**Exercise A**
According to the article on stock dividends below, how many companies raised their dividends in January?
**Exercise B**
From the article on stock dividends below, list every company named in the sentence that begins "Other Coxon picks are."

**Selected passage**

• • • • •

The good news is that the nation's stock dividends are growing, which helps investors looking for alternatives during a period in which fixed-rate yields are down.
The bad news is that those dividends aren't increasing nearly as much as investors would like.
Dividends were boosted by 124 companies in January. That's 11 percent more than that same month a year ago but 16 percent less than in January 1990.
The average stock dividend is less than 3 percent, low by anyone's standards. Nonetheless, many higher-yielding choices are readily available. Trusty electric utilities, for example, feature an average yield of nearly 6 percent.
"Investors will increasingly be looking for higher stock dividends, since interest rates should stay where they are for a while and there is no takeover game to boost bond yields," said Joseph Lisanti, senior editor of the Standard & Poor's Outlook investment letter.
"This won't be a gang-buster year for dividend increases, with only about a 3 percent or 4 percent gain, but that should improve considerably in 1993 due to an improved economy," Mr. Lisanti said.
"The dividend picture reflects the cyclicality of business, and the dividends won't be as good as the earnings increases for a while," said Bruce Baughman, portfolio manager for the Franklin Rising Dividend Fund, which rose 36 percent in 1991. "There's been some talk in Washington that Congress might do something about the double taxation of dividends, and, if so, this would really loosen the purse strings," said James Coxon, head of equity investment for Kemper Financial Services.
Mr. Lisanti favors Long Island Lighting (recently a 7.3 percent dividend yield), which, after the "mothballing" of its Shoreham nuclear plant, has an agreement with New York regulators for 4 percent to 5 percent rate increases over the next 10 years.
Another utility, Florida Progress (6.5 percent yield), has increased dividends for 39 straight years and is likely to continue this "badge of honor," he said.
Atlanta Gas Light (5.8 percent yield) is in a growing service area, has boosted its dividend in each of the past five years and offers the possibility of price appreciation.
Sears Roebuck (4.6 percent yield) has a secure dividend and Mr. Lisanti considers it a "sleeping giant."
Mobil Corp. (5.1 percent yield) offers a secure dividend in a strong worldwide oil company with efficient refining and marketing. Eventually, oil prices will rise and Mobil will benefit, Mr. Lisanti said.
Among preferred stocks, he said, USX (9 percent yield, but adjustable to a minimum of 7.5 percent and maximum of 15.75 percent) offers excellent potential for return. BankAmerica Corp. preferred "A" (7.3 percent yield, but adjustable to a minimum of 6.5 percent and maximum of 14.5 percent) is an investment in a company with excellent prospects, he said.
Mr. Coxon is high on the regional Bell spin-off companies because they offer good returns and reasonable price appreciation. Favorites are NYNEX Corp. (6.1 percent yield) and BellSouth Corp. (5.8 percent). In natural gas stocks, he likes Sonat Inc. (6.6 percent) and Consolidated Natural Gas (5.5 percent).
Other Coxon picks are British Petroleum (7.5 percent), Meditrust (8 percent), International Business Machines (5.4 percent), American Express (4.7 percent), H.F. Ahmanson & Co. (4.8 percent) and Great Western Financial (4.8 percent).

• • • • •

**Collected data entries**
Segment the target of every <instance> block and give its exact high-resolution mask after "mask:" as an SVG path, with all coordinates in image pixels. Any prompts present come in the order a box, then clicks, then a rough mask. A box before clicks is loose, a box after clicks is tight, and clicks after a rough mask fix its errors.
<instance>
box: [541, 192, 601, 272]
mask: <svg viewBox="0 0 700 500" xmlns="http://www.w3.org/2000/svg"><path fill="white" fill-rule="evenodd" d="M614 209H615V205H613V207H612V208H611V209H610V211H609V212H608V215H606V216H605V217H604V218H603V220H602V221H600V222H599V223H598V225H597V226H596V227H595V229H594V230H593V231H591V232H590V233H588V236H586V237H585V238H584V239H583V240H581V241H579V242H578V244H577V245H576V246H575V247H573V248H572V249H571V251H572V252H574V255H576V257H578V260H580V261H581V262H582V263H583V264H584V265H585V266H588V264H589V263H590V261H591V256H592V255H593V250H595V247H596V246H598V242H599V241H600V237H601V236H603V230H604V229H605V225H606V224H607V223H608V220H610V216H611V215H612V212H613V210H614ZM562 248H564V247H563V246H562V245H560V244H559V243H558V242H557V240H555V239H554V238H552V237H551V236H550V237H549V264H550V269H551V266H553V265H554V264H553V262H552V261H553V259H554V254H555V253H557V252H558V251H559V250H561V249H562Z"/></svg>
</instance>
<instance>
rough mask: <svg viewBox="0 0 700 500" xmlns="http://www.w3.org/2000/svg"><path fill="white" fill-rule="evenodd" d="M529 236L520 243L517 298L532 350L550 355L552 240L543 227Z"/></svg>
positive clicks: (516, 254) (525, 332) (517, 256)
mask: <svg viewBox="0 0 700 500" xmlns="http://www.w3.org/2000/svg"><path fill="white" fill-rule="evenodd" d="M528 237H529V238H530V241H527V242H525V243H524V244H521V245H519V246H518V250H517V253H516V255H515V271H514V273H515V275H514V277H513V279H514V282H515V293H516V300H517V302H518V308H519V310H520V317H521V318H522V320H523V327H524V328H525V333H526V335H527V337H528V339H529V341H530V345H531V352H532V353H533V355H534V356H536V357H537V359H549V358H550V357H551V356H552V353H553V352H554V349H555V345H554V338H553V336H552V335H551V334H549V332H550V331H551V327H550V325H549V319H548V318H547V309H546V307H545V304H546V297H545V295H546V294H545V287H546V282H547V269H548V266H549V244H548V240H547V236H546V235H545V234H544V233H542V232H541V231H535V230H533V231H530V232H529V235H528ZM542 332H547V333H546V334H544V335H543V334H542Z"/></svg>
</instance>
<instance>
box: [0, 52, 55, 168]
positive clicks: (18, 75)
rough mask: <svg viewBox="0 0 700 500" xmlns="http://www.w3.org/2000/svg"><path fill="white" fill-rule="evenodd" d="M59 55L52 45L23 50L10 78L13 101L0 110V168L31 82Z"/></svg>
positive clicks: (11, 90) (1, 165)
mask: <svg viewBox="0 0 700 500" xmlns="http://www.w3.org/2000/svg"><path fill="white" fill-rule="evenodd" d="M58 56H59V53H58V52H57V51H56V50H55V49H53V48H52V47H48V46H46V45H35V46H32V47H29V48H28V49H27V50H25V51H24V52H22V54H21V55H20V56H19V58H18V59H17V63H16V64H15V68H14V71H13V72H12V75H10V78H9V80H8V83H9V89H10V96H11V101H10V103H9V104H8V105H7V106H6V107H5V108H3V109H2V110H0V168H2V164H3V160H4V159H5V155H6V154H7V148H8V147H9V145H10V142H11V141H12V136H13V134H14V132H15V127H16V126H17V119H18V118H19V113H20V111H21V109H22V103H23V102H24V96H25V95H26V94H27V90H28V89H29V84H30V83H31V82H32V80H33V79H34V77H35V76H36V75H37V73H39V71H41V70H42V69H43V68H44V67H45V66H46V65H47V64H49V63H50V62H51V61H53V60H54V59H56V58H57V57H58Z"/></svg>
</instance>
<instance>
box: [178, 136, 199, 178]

• • • • •

**Written reply A**
124 companies

**Written reply B**
British Petroleum, Meditrust, International Business Machines, American Express, H.F. Ahmanson & Co., Great Western Financial